What you should do: Which lines in the entries below contain the string "hull"? Pull out each of them.

>> Start Excerpted records

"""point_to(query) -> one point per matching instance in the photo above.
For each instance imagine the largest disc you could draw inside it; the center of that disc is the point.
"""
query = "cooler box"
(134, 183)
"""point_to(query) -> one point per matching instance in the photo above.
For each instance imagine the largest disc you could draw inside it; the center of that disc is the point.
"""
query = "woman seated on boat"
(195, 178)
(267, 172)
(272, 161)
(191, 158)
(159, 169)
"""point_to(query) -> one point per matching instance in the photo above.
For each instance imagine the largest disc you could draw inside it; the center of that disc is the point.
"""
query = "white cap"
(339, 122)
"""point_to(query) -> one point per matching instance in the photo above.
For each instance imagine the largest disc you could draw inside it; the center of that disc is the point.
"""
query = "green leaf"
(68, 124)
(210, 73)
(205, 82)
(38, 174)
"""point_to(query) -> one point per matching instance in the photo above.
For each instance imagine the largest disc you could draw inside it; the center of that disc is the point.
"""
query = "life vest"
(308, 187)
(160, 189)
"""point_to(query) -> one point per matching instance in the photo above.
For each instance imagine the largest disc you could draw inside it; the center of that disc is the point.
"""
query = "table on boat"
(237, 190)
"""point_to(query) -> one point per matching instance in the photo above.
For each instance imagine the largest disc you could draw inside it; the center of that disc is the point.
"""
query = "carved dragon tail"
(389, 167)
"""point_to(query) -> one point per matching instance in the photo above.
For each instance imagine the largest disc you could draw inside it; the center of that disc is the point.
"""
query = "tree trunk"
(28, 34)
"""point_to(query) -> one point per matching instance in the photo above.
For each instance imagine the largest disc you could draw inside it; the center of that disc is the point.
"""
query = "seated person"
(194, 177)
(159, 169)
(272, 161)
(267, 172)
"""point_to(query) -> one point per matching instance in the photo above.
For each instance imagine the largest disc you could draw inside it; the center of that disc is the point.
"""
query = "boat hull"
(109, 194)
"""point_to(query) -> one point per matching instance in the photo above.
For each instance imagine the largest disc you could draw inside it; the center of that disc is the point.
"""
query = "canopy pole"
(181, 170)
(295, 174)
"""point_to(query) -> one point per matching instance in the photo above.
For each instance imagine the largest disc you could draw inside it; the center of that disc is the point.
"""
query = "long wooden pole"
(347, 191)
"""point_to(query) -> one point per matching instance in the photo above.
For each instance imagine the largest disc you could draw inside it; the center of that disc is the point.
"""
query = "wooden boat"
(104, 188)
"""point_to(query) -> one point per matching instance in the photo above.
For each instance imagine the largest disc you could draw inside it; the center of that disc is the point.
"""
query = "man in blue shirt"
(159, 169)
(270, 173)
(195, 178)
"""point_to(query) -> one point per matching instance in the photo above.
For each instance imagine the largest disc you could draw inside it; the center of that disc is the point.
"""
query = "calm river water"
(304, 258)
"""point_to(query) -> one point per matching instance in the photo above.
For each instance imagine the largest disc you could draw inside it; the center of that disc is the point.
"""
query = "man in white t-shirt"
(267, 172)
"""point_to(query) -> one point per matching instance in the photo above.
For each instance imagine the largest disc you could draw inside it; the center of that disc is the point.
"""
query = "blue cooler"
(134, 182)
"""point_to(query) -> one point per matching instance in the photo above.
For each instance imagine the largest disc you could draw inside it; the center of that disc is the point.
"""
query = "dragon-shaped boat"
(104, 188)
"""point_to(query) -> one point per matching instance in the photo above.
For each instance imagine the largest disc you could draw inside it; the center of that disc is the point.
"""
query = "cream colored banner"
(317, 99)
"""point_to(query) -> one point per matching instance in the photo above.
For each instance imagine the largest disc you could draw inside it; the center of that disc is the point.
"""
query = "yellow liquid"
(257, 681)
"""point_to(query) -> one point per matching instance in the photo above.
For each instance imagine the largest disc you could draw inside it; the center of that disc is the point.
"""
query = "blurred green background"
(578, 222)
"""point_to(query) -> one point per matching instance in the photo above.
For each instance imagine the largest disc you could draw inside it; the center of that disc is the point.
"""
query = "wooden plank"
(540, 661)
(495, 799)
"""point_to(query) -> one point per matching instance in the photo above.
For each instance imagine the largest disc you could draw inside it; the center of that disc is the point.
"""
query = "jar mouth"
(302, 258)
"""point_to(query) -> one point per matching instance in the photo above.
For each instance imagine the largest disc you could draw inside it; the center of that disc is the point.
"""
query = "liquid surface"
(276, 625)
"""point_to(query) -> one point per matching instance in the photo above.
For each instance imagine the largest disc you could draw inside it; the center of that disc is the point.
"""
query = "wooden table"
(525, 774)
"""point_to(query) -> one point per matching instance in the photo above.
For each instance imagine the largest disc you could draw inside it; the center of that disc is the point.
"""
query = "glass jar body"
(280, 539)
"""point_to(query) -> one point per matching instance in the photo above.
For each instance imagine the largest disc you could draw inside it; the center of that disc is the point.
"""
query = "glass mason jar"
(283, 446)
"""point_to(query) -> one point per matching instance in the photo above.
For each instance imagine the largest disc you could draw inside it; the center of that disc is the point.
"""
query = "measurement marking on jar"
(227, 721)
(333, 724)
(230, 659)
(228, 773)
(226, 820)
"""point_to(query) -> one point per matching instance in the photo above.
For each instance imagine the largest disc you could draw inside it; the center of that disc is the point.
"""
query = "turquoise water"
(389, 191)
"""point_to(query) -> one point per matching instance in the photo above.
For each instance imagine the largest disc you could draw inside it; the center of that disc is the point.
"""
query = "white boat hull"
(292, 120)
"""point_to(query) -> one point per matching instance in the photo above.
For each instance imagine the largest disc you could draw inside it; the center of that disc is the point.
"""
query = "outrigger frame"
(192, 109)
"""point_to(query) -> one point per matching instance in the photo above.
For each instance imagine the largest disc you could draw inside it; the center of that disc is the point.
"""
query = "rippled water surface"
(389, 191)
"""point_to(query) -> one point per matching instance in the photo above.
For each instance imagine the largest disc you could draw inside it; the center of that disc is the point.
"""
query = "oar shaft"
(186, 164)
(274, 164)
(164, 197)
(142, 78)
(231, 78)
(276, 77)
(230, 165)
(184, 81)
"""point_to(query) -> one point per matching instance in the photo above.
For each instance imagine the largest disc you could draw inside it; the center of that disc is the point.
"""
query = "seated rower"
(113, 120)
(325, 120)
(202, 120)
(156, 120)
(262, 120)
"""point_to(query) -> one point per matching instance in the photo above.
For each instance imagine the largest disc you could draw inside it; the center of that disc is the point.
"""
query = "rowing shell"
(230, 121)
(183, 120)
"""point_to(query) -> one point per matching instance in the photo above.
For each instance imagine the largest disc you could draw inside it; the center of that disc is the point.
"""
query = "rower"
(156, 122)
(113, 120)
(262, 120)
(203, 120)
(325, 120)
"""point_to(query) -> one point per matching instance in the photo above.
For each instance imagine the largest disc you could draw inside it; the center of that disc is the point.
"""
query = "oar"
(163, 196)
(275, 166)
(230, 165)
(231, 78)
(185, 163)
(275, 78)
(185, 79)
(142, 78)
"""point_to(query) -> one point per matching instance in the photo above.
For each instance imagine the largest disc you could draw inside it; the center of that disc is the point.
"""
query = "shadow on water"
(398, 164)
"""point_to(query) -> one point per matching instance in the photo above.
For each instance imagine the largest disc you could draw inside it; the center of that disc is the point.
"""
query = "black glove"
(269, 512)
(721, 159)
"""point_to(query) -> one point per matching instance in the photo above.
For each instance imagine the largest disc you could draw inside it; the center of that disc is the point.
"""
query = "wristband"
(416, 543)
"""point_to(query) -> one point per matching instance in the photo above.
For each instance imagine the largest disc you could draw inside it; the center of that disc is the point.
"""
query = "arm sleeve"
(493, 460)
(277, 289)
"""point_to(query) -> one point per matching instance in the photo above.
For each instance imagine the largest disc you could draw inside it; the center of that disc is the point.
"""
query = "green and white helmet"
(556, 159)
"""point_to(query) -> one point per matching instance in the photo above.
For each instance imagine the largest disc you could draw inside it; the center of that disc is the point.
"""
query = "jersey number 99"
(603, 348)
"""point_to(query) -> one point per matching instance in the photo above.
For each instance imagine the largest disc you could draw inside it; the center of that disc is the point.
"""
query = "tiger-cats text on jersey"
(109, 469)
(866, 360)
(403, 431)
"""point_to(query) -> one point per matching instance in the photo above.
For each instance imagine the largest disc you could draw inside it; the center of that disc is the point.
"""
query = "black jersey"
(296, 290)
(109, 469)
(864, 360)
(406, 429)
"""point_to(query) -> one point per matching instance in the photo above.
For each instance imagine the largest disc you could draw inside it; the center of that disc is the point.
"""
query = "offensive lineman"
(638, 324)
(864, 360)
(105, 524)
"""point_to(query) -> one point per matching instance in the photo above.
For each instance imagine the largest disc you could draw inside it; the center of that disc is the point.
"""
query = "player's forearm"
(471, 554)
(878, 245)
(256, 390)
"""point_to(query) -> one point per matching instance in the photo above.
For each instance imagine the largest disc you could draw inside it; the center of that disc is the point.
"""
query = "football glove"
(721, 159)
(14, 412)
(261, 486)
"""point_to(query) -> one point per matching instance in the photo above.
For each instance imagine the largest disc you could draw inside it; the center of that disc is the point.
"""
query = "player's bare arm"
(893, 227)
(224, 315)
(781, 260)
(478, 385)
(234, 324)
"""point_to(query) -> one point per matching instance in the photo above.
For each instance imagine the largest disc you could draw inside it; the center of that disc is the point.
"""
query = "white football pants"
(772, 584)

>> End Excerpted records

Solution to this exercise:
query = "boat hull"
query = "white boat hull"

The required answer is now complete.